**Instruction A:**
Turn the records, from their start through the line containing "box: [330, 140, 350, 198]", into a numbered list with one line per item and blank lines skipped. Include both ends and omit any pictures.

**Document section:**
ON BUSINESS INSTITUTIONS

The recent awards of Nobel Prizes to Ronald Coase and Douglass North are but one indication of a growing theoretical interest within economics in the nature and role of social institutions. Indeed, there has already appeared a large body of literature bearing the flag of the New Institutional Economics (Langlois 1986a, 1993). This book is intended as a contribution in this developing tradition, albeit a contribution with a focus on one specific set of social institutions: what we call business institutions.
By using the term business institutions, we intend to stress that our concern extends beyond business organisation—which connotes the idea of the business firm—to encompass a wide variety of structures, including those institutions generally described as markets. Business institutions are, of course, in part a matter of legal institutions, and we certainly find occasion to discuss the notion of property-rights. But by business institutions we mean more than an explicit (or even implicit) legal framework. In the broader theory of social institutions, the fundamental concept of an institution ultimately boils down to the idea of recurrent patterns of behavior—habits, conventions, and routines. In this book, we take a similar perspective, in that the most elemental form of a business institution for us is a productive routine, a habitual pattern of behavior embodying knowledge that is often tacit and skill-like. Nelson and Winter (1982) used the idea of routines as the basis of their evolutionary theory of industry structure and economic growth. But to the extent that the New Institutional Economics has focused on issues of organizational form, it has done so through the lens of the transaction-cost economics pioneered by Coase (1937) and honed today by Williamson (1985) and others. One way to understand our project in this volume is to see it as an attempt to carry evolutionary economics more forcefully into the traditional bailiwicks of transaction-cost theory by presenting and applying an evolutionary theory of economic capabilities.1
Business institutions are more than just a theoretical concern. Much of the present-day debate over industrial policy is implicitly a debate over organizational patterns and structures. Although the discussion often turns to issues of legal regime and government policy, much of it also centers on business institutions in our sense: What are the patterns of organization most conducive to innovation and economic growth? Are large vertically integrated firms superior to networks of “flexibly specialized” firms—or vice-versa? Do the patterns of organization in Japan, for example, confer advantages over patterns of institutions elsewhere? We offer this book as a step toward creating the kind of conceptual apparatus necessary for clarifying these and similar issues.

**Records to process:**
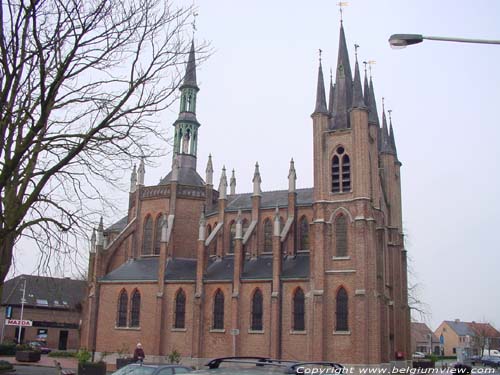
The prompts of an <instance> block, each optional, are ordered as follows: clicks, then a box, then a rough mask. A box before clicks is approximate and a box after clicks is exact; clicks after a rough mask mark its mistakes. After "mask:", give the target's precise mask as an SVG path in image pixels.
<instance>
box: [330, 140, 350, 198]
mask: <svg viewBox="0 0 500 375" xmlns="http://www.w3.org/2000/svg"><path fill="white" fill-rule="evenodd" d="M350 191H351V160H350V158H349V155H347V154H346V152H345V149H344V147H342V146H339V147H337V149H336V150H335V155H333V158H332V193H346V192H350Z"/></svg>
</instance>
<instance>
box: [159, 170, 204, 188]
mask: <svg viewBox="0 0 500 375" xmlns="http://www.w3.org/2000/svg"><path fill="white" fill-rule="evenodd" d="M171 179H172V171H170V172H169V174H167V175H166V176H165V177H164V178H162V180H161V181H160V183H159V184H158V185H167V184H169V183H170V180H171ZM177 183H179V184H182V185H191V186H204V185H205V181H203V179H202V178H201V177H200V175H199V174H198V172H196V170H195V169H193V168H189V167H181V168H179V179H178V181H177Z"/></svg>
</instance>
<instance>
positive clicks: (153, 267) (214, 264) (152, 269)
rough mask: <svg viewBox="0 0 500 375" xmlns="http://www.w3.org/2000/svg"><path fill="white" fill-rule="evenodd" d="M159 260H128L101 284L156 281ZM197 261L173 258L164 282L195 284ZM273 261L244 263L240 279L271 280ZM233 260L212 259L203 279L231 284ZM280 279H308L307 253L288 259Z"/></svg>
mask: <svg viewBox="0 0 500 375" xmlns="http://www.w3.org/2000/svg"><path fill="white" fill-rule="evenodd" d="M158 261H159V258H158V257H149V258H137V259H130V260H128V261H127V262H125V263H123V264H122V265H121V266H120V267H118V268H116V269H115V270H113V271H111V272H110V273H108V274H107V275H105V276H104V277H102V278H101V279H100V281H104V282H109V281H156V280H157V272H158ZM196 264H197V261H196V259H186V258H174V259H169V260H168V261H167V263H166V270H165V281H195V280H196ZM272 264H273V259H272V256H270V255H264V256H260V257H257V258H253V259H248V260H246V261H245V264H244V266H243V272H242V275H241V278H242V279H243V280H253V279H259V280H262V279H268V280H271V279H272V274H273V268H272ZM233 266H234V257H233V256H226V257H224V258H219V259H212V260H210V261H209V263H208V267H207V269H206V271H205V275H204V280H208V281H230V280H232V279H233V272H234V268H233ZM281 276H282V278H283V279H293V278H308V277H309V254H299V255H297V256H295V257H287V258H286V259H284V261H283V269H282V275H281Z"/></svg>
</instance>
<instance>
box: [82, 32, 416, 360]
mask: <svg viewBox="0 0 500 375" xmlns="http://www.w3.org/2000/svg"><path fill="white" fill-rule="evenodd" d="M198 92H199V88H198V85H197V80H196V59H195V52H194V43H193V44H192V45H191V51H190V54H189V59H188V62H187V66H186V73H185V76H184V80H183V83H182V85H181V86H180V111H179V116H178V119H177V120H176V121H175V122H174V124H173V125H174V128H175V135H174V146H173V160H172V166H171V171H170V173H169V174H168V175H167V176H166V177H165V178H163V179H162V180H161V182H160V183H159V184H158V185H153V186H145V185H144V174H145V169H144V163H143V162H141V163H140V165H139V167H138V169H137V171H136V170H135V168H134V171H133V173H132V176H131V186H130V195H129V202H128V213H127V216H126V217H124V218H123V219H122V220H120V221H118V222H117V223H115V224H113V225H111V226H110V227H108V228H107V229H104V228H103V225H102V221H101V224H100V225H99V228H98V230H97V232H96V236H94V237H93V240H92V243H91V251H90V262H89V288H88V298H87V301H86V304H85V312H84V318H83V322H82V335H81V337H82V339H81V340H82V342H81V345H82V346H85V347H87V348H89V349H92V350H96V351H97V352H116V351H117V350H118V349H119V347H120V346H121V343H127V345H129V351H130V352H131V351H133V349H134V347H135V344H136V343H137V342H141V343H142V344H143V346H144V349H145V352H146V354H147V355H148V356H149V359H151V358H152V357H153V356H159V357H160V356H161V357H164V356H166V355H168V354H169V353H171V352H172V351H174V350H177V351H178V352H179V353H180V354H181V355H182V357H183V358H185V359H186V360H194V361H196V360H197V359H207V358H213V357H217V356H233V355H236V356H266V357H272V358H283V359H300V360H318V361H319V360H329V361H330V360H331V361H337V362H341V363H344V364H378V363H387V362H390V361H393V360H396V359H404V358H409V355H410V350H411V349H410V334H409V325H410V318H409V317H410V314H409V308H408V300H407V257H406V250H405V248H404V241H403V228H402V214H401V182H400V168H401V163H400V162H399V160H398V156H397V151H396V143H395V137H394V131H393V129H392V123H391V122H390V123H389V125H388V123H387V120H386V115H385V110H384V109H383V108H382V121H381V124H380V122H379V116H378V113H377V106H376V100H375V93H374V88H373V82H372V79H371V77H370V78H368V77H367V74H366V70H365V74H364V84H362V79H361V75H360V69H359V65H358V61H357V56H356V61H355V64H354V77H353V75H352V70H351V65H350V62H349V55H348V50H347V44H346V39H345V34H344V29H343V26H342V24H341V26H340V37H339V49H338V61H337V68H336V71H335V82H330V85H329V97H328V101H327V96H326V93H325V84H324V80H323V71H322V66H321V61H320V64H319V69H318V82H317V93H316V103H312V104H315V107H314V111H313V113H312V115H311V117H312V132H313V140H314V147H313V149H314V152H313V161H312V162H313V163H312V164H313V167H314V186H313V187H311V188H307V189H296V172H295V168H294V163H293V160H292V161H291V162H290V170H289V174H288V188H287V189H284V190H280V191H262V190H261V177H260V173H259V166H258V164H256V165H255V173H254V176H253V191H252V192H248V193H243V194H237V193H236V191H235V186H236V180H235V178H234V174H233V175H232V176H231V177H230V178H229V184H228V176H227V175H226V171H225V170H224V169H223V170H222V173H221V176H220V181H219V182H218V183H216V184H215V185H214V178H213V173H214V172H213V168H212V160H211V158H209V159H208V162H207V164H206V169H205V179H203V178H202V177H201V176H200V174H199V172H198V169H197V161H198V160H197V143H198V129H199V127H200V123H199V122H198V119H197V116H196V103H197V100H198ZM200 100H202V98H201V97H200ZM304 126H307V124H304ZM200 141H202V139H200Z"/></svg>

**Instruction B:**
Set down the passage on business institutions word for word between "The recent awards" and "call business institutions.", inclusive.

**Written answer A:**
1. The prompts of an <instance> block, each optional, are ordered as follows: clicks, then a box, then a rough mask. A box before clicks is approximate and a box after clicks is exact; clicks after a rough mask mark its mistakes. After "mask:", give the target's precise mask as an SVG path in image pixels.
2. <instance>
3. box: [330, 140, 350, 198]

**Written answer B:**
The recent awards of Nobel Prizes to Ronald Coase and Douglass North are but one indication of a growing theoretical interest within economics in the nature and role of social institutions. Indeed, there has already appeared a large body of literature bearing the flag of the New Institutional Economics (Langlois 1986a, 1993). This book is intended as a contribution in this developing tradition, albeit a contribution with a focus on one specific set of social institutions: what we call business institutions.